> **What you have to do**: Find every line in the records below that has the word "green" in it, paying attention to upper and lower case, and copy each of those lines.

# Start of Material provided

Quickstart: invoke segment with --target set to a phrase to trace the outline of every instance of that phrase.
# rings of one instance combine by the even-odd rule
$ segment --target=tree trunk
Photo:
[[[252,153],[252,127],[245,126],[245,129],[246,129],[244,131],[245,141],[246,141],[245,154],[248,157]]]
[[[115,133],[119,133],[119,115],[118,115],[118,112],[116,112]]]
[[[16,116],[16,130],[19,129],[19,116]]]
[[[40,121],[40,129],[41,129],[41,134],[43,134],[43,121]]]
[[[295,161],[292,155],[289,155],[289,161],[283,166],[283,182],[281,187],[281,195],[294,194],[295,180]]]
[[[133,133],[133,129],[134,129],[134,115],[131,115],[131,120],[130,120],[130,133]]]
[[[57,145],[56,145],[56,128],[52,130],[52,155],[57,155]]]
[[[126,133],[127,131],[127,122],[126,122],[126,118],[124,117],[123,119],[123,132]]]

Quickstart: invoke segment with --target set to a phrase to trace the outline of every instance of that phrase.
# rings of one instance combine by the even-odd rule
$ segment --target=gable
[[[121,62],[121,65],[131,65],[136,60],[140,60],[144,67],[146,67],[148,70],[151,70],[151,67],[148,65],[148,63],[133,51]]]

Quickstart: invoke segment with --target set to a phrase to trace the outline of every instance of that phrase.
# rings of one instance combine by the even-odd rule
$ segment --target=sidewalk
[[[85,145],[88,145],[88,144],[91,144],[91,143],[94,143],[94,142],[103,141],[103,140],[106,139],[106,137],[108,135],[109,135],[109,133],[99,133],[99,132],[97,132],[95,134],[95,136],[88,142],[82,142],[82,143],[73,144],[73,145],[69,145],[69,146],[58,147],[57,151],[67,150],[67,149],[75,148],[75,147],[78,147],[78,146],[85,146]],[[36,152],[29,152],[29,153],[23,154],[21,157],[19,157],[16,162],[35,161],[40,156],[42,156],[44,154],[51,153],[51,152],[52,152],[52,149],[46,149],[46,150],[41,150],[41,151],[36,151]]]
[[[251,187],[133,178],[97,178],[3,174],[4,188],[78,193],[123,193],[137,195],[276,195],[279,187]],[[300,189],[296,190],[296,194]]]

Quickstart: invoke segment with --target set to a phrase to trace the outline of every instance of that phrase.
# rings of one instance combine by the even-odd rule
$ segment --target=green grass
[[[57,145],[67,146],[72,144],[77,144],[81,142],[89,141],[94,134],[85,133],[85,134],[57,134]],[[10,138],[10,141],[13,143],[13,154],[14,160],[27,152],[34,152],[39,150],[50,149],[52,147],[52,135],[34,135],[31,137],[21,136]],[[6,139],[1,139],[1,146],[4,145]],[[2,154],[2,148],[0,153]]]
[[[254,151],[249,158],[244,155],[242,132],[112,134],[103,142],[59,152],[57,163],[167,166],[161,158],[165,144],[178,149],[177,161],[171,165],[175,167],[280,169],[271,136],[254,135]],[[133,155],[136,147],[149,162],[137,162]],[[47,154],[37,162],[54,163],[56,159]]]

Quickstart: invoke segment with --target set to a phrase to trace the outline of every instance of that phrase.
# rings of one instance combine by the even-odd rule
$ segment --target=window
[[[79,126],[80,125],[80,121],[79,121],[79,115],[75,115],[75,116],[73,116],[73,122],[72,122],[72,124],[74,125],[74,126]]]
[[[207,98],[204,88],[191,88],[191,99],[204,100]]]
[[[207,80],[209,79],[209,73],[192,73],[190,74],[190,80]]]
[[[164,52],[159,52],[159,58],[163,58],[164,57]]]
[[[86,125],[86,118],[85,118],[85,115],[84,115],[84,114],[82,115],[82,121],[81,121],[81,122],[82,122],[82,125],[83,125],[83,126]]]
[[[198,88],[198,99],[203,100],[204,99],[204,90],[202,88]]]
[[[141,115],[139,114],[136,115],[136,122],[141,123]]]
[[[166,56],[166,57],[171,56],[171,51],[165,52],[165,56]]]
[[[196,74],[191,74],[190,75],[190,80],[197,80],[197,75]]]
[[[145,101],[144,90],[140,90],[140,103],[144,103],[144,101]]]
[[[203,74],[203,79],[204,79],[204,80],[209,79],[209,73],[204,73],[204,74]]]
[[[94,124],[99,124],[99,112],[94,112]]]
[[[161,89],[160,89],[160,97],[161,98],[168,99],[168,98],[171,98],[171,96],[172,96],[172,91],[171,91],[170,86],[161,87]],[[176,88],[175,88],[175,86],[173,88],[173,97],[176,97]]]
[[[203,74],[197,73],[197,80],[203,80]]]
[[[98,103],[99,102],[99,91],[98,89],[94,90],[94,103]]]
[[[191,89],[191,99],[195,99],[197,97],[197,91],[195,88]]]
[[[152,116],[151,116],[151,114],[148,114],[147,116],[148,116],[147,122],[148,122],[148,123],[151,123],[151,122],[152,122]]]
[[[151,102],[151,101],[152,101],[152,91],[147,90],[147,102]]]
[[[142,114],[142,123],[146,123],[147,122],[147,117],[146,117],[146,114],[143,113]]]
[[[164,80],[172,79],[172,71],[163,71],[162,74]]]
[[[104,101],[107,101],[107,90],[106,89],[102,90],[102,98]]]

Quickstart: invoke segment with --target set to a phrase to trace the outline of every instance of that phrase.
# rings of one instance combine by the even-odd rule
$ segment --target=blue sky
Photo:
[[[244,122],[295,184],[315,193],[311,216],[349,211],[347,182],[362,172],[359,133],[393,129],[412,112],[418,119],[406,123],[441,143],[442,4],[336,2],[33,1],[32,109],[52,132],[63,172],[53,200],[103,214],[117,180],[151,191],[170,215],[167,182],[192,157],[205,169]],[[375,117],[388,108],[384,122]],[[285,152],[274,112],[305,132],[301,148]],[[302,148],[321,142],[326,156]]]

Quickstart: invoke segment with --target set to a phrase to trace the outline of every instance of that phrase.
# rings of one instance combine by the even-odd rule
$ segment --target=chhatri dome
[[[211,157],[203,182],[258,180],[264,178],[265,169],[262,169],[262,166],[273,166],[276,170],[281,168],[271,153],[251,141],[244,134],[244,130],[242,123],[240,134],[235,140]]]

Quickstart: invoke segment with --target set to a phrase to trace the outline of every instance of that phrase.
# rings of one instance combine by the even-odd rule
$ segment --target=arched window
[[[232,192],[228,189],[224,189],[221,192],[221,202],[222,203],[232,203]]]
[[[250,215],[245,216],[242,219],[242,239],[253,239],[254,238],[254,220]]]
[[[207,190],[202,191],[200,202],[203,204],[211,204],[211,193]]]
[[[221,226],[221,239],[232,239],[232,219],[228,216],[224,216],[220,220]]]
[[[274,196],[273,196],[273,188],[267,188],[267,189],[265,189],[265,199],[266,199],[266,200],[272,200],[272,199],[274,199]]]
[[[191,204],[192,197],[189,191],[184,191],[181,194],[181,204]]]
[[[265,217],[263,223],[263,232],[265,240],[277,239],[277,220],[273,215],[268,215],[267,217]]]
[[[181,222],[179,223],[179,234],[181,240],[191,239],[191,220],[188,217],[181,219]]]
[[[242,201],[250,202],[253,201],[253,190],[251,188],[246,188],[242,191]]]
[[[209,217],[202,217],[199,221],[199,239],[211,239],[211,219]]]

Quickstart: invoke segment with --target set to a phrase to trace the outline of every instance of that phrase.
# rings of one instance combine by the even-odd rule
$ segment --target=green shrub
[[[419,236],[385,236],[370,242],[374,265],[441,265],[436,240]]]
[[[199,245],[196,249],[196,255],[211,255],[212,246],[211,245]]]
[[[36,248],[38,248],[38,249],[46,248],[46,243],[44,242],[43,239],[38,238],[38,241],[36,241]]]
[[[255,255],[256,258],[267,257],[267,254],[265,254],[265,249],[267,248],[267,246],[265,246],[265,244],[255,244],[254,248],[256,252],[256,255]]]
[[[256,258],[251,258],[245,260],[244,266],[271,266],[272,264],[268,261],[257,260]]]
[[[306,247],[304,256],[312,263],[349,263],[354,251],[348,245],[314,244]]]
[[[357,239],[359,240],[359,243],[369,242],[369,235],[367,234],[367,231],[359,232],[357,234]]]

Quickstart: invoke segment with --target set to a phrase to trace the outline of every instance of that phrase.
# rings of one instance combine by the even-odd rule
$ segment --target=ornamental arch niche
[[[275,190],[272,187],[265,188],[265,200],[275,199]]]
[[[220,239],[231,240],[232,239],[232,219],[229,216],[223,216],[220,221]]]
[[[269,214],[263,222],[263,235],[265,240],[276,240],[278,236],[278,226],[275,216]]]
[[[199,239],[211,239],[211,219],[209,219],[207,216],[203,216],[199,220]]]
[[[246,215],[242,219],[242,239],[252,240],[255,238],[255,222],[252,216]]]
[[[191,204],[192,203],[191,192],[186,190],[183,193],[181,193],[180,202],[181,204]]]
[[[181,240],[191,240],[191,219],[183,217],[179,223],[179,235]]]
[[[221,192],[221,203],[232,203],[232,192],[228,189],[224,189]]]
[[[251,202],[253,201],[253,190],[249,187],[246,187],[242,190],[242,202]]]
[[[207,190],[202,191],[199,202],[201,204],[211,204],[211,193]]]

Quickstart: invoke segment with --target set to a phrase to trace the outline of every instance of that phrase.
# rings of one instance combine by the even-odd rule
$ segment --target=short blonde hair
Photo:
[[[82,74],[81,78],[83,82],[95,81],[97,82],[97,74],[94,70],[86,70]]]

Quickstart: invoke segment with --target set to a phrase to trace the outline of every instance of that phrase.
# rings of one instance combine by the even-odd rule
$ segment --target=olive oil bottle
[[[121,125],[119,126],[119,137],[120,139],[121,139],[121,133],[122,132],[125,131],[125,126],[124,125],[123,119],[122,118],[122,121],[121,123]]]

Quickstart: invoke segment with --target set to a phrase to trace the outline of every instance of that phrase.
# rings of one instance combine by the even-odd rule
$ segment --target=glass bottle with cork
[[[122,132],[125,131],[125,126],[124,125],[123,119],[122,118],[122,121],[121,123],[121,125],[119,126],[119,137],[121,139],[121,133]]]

# End of Material provided

> **Right answer**:
$ segment --target=green grass
$ segment --target=green shrub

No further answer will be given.